Aim:
Please copy out only the lines of the records from the line containing "Target: car tire" through the end of the records, inclusive, keeping every line including the requests. Shift each point coordinate in the answers up by 66.

Dataset content:
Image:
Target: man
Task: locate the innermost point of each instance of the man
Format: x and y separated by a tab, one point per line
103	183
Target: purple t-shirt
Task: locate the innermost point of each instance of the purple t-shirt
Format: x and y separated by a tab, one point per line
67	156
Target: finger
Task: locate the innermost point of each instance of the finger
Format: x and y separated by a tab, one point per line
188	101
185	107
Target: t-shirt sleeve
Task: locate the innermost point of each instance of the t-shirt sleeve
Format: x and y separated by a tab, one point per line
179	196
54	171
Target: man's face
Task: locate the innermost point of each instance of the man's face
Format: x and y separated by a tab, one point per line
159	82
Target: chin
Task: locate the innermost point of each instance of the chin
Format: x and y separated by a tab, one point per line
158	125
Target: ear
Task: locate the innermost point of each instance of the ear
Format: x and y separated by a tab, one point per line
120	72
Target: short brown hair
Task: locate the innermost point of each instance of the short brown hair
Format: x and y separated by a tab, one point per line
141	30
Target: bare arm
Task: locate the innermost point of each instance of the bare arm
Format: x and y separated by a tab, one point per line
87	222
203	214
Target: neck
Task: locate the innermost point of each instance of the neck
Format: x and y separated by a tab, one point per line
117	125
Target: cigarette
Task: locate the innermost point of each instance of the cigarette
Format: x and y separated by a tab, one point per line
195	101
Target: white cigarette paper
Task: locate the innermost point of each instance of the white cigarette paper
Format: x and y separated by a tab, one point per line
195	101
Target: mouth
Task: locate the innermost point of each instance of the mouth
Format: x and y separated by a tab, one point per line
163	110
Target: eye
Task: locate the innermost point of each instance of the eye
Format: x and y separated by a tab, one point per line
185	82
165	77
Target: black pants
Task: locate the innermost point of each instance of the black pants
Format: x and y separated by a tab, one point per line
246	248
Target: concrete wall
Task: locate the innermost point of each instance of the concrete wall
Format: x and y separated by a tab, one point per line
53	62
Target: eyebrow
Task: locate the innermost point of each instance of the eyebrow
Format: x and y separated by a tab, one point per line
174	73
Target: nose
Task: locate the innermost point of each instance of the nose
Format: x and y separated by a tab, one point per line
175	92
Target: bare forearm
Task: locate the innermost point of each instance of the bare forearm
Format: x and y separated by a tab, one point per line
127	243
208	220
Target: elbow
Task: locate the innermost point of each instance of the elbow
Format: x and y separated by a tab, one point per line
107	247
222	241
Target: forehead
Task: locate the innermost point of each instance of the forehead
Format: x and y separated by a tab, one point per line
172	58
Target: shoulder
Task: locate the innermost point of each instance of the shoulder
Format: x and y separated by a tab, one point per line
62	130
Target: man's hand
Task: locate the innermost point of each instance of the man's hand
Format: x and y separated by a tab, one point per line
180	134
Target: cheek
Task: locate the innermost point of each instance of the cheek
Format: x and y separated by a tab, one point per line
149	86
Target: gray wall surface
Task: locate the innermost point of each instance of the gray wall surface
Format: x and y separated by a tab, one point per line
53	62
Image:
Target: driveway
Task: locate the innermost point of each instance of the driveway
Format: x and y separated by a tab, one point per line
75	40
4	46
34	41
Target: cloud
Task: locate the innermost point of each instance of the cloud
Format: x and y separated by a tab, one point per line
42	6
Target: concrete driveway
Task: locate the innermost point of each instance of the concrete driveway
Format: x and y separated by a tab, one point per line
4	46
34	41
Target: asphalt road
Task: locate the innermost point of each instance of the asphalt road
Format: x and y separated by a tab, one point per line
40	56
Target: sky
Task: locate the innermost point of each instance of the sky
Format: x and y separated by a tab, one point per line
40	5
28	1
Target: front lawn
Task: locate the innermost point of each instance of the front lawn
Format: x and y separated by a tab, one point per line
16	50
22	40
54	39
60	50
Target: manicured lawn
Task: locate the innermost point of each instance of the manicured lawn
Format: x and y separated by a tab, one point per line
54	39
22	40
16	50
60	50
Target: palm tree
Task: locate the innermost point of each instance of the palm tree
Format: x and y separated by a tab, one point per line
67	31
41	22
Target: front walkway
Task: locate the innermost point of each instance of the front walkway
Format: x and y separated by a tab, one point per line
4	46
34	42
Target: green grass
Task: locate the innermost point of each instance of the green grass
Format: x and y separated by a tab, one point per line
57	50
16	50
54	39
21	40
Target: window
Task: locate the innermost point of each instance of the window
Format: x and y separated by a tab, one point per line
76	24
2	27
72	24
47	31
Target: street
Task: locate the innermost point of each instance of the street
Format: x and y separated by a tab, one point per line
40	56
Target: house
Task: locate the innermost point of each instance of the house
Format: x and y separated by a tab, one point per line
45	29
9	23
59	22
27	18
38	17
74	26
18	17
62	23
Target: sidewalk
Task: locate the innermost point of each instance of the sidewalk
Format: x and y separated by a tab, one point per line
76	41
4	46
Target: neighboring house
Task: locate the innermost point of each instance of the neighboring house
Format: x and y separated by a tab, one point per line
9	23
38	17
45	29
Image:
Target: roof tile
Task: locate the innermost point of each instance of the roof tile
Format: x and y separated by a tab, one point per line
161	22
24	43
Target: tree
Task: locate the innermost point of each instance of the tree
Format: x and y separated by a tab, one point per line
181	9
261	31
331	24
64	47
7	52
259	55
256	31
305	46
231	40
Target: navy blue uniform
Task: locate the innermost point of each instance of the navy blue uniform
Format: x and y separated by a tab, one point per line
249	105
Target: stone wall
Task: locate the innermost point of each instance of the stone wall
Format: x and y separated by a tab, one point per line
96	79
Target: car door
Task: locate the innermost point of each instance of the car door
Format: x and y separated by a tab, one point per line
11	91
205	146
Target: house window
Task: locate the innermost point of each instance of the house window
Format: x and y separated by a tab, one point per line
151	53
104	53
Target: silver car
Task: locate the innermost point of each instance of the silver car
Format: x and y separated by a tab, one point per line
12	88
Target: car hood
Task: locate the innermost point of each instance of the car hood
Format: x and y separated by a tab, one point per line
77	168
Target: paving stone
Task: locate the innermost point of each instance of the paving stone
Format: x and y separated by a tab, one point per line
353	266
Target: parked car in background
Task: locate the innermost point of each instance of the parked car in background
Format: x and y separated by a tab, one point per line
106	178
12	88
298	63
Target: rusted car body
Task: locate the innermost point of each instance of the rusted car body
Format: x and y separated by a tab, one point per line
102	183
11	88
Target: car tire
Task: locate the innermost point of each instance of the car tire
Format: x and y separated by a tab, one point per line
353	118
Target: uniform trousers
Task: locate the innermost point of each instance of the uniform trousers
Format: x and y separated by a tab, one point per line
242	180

Output for this task:
Target: car tire
Task: locate the innermost point of each instance of the car tire
Format: x and y separated by a tab, one point per line
419	184
Target: uniform trousers
Task: locate the innermost point of each instance of the uniform trousers
Format: x and y separated by a tab, one point per line
308	246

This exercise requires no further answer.